## Input material:
__________

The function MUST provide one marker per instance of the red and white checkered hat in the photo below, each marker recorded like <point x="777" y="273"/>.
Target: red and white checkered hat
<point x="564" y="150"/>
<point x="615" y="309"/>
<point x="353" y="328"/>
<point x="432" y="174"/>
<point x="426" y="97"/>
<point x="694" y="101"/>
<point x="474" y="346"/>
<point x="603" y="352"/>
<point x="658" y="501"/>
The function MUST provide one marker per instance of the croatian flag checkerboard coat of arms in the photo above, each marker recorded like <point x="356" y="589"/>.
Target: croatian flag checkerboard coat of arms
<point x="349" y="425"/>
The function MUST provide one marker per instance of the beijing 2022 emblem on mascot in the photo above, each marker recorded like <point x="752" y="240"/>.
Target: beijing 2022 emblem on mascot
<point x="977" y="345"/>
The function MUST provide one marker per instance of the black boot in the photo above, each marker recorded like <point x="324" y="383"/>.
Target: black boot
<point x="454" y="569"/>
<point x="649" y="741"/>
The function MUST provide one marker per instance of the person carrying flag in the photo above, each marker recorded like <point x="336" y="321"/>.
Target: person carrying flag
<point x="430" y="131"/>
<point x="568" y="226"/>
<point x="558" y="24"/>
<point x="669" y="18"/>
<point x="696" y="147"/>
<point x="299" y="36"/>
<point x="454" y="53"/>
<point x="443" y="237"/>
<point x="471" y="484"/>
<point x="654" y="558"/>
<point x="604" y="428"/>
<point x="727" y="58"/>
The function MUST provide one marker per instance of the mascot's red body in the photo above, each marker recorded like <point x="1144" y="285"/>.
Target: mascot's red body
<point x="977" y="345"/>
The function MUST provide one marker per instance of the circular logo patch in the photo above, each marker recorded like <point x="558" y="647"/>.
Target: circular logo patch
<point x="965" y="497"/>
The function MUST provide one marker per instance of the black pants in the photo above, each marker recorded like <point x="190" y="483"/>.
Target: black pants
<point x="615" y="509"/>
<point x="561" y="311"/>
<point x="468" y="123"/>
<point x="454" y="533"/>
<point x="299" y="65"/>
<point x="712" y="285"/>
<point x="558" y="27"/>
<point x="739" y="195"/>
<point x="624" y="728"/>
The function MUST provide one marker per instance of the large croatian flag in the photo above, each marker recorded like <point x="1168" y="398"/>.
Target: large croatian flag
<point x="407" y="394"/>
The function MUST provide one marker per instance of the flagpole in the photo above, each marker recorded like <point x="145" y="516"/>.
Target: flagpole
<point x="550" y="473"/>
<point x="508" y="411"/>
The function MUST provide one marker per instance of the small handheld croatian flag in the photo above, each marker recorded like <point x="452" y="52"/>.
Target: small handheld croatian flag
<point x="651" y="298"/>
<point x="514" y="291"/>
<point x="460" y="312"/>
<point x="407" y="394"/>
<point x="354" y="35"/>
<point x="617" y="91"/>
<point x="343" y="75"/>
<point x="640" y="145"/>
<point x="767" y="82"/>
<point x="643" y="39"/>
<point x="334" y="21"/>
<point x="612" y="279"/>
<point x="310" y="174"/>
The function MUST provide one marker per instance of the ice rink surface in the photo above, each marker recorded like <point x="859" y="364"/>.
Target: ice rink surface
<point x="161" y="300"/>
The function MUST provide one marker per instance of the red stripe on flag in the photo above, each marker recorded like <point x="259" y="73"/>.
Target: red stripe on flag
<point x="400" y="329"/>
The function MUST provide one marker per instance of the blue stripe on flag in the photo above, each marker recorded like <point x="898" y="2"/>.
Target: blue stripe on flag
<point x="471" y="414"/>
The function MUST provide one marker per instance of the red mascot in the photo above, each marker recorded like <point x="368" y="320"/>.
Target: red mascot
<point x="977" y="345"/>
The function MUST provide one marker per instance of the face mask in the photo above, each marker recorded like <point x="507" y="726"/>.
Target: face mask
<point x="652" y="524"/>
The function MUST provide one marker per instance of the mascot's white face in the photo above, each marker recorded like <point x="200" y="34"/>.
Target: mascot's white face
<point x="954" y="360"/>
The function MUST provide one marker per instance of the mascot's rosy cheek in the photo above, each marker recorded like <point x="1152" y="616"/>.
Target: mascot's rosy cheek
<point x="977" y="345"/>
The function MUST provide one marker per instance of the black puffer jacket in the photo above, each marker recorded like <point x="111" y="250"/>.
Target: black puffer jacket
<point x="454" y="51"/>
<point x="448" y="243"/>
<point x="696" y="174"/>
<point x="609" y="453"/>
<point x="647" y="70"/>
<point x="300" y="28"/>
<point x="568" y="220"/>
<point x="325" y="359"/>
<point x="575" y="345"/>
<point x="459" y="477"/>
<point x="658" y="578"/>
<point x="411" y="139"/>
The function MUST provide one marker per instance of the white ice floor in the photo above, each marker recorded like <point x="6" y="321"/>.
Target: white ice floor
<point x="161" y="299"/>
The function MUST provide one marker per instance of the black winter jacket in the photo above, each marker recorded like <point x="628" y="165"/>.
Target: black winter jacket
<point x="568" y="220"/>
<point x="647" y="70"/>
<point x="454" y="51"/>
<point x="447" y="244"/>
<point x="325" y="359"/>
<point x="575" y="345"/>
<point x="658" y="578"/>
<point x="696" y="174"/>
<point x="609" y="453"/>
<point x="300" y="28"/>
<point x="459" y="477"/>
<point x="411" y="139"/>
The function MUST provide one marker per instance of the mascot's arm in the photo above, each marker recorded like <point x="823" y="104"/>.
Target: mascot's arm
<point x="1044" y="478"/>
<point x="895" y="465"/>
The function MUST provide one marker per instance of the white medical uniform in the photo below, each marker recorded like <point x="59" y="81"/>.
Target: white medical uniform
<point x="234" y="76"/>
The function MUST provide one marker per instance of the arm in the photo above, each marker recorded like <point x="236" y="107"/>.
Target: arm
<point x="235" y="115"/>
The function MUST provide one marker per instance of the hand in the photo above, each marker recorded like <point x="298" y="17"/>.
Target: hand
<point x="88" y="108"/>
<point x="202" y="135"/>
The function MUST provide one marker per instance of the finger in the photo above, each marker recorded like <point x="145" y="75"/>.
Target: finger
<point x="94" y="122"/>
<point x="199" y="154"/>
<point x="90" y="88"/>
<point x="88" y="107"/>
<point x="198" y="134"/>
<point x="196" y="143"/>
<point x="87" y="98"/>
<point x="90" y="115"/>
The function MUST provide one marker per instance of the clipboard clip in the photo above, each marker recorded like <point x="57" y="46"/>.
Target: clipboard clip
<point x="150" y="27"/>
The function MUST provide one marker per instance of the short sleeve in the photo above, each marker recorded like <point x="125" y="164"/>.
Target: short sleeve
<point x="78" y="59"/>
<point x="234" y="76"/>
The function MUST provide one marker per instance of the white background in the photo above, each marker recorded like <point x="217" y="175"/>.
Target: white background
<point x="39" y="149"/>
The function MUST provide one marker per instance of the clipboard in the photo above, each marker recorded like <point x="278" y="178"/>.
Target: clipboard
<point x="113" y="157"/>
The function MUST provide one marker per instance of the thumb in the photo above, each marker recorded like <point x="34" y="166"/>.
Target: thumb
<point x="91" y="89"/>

__________

## Action item:
Find where the line with "the black puffer" sits in the material above, then copy exactly from it through the line with "The function MUST provide one marker per instance of the finger". Add no other line.

## Expected answer:
The function MUST provide one marker per instance of the black puffer jacket in the photo above, each marker recorded like <point x="111" y="250"/>.
Target: black puffer jacket
<point x="454" y="51"/>
<point x="448" y="243"/>
<point x="696" y="174"/>
<point x="609" y="453"/>
<point x="647" y="70"/>
<point x="300" y="28"/>
<point x="568" y="220"/>
<point x="325" y="359"/>
<point x="575" y="345"/>
<point x="459" y="477"/>
<point x="658" y="578"/>
<point x="411" y="139"/>
The function MUST provide one marker per instance of the white ice floor in the photo above, each marker recorded like <point x="6" y="321"/>.
Target: white ice floor
<point x="161" y="299"/>
The function MUST provide one marker per instance of the black winter jacket in the photo above, each marker recorded like <point x="628" y="165"/>.
Target: black winter jacket
<point x="568" y="220"/>
<point x="647" y="70"/>
<point x="454" y="51"/>
<point x="447" y="244"/>
<point x="325" y="359"/>
<point x="575" y="345"/>
<point x="658" y="578"/>
<point x="696" y="174"/>
<point x="609" y="453"/>
<point x="300" y="28"/>
<point x="459" y="477"/>
<point x="411" y="139"/>
The function MUST provide one marker per instance of the mascot's arm in the photo above, each marker recorded like <point x="823" y="104"/>.
Target: mascot's arm
<point x="1044" y="478"/>
<point x="895" y="465"/>
The function MUST provide one marker per instance of the white medical uniform in the photo below, each marker recorded like <point x="59" y="81"/>.
Target: white medical uniform
<point x="234" y="76"/>
The function MUST provide one marker per instance of the arm in the photo above, each marker recorded like <point x="236" y="107"/>.
Target: arm
<point x="235" y="115"/>
The function MUST provide one marker per instance of the hand in the photo above, each marker recorded like <point x="298" y="17"/>.
Target: hand
<point x="88" y="108"/>
<point x="202" y="135"/>
The function MUST provide one marker per instance of the finger in the photo above, each marker recorded like <point x="145" y="75"/>.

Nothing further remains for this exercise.